--- Start of Data extract ---

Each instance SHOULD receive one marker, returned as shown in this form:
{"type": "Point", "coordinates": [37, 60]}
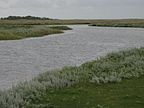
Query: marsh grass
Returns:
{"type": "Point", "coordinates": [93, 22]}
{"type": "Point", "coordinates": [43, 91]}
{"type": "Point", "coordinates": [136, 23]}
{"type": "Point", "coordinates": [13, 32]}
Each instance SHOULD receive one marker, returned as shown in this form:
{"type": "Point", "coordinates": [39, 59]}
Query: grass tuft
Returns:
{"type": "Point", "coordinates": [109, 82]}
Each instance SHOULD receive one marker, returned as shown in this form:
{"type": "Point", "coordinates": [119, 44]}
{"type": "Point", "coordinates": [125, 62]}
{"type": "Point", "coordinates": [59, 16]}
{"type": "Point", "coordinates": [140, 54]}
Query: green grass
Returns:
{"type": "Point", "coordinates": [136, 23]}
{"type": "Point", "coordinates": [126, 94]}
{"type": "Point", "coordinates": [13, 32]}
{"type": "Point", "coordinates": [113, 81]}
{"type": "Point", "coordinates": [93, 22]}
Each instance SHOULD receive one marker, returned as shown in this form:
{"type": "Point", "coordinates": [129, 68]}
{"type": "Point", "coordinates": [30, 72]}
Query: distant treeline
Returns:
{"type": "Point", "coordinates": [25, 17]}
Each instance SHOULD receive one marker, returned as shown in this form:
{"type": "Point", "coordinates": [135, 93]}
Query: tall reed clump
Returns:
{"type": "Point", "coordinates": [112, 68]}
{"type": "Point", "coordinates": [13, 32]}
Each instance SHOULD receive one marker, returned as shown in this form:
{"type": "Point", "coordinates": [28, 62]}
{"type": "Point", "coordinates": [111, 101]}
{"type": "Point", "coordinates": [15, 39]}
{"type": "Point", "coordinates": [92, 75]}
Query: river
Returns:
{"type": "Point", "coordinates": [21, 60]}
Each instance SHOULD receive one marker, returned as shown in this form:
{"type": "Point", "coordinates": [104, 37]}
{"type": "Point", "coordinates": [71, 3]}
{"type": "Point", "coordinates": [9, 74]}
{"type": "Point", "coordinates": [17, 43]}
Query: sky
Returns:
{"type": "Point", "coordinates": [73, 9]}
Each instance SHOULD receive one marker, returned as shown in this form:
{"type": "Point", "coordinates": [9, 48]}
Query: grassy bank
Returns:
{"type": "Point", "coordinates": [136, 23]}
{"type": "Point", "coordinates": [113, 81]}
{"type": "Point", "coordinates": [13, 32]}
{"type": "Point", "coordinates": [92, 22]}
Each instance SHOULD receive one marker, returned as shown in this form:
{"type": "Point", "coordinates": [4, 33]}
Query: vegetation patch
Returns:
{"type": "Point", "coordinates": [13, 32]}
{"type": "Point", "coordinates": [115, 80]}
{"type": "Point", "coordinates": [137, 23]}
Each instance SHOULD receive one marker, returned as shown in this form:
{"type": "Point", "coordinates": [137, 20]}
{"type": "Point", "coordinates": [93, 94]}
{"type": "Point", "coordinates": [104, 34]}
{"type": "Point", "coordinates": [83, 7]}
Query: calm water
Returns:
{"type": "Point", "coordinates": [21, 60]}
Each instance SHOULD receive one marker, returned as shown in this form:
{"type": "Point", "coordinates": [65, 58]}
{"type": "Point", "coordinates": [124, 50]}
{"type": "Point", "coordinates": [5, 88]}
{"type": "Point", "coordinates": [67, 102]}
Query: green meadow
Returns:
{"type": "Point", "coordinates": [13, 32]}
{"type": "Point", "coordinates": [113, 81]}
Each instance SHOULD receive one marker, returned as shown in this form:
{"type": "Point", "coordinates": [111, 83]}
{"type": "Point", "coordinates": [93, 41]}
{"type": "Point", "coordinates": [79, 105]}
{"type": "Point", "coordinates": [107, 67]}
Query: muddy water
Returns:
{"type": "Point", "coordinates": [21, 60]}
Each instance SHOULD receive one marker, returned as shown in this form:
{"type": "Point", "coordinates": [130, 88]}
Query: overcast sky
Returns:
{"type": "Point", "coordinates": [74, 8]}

--- End of Data extract ---
--- Start of Data extract ---

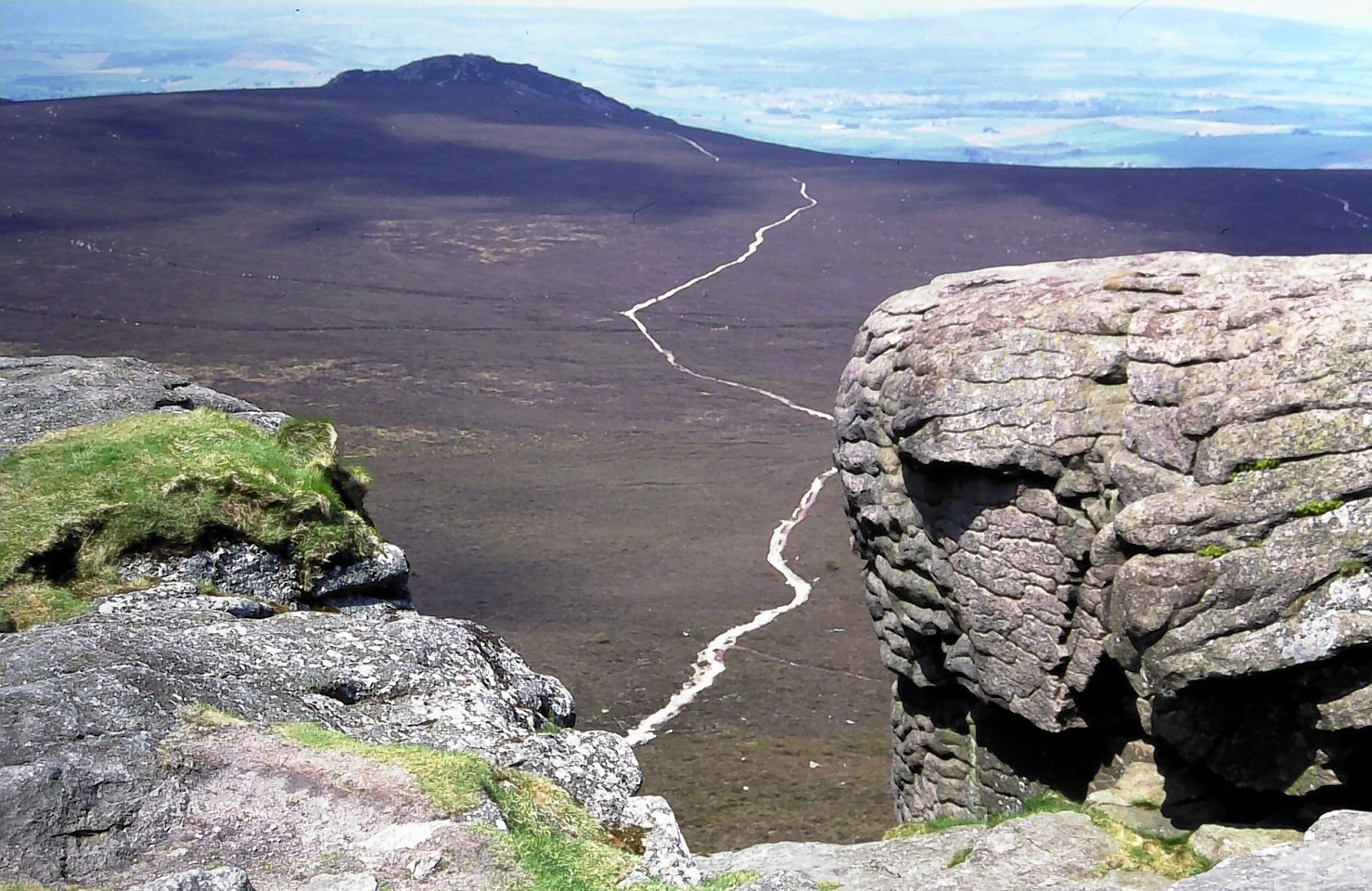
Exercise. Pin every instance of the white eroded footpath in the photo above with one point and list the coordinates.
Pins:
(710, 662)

--- End of Data extract ---

Aim of the task:
Count the lines in the rows that contain the word "green" and give only that number.

Finished task:
2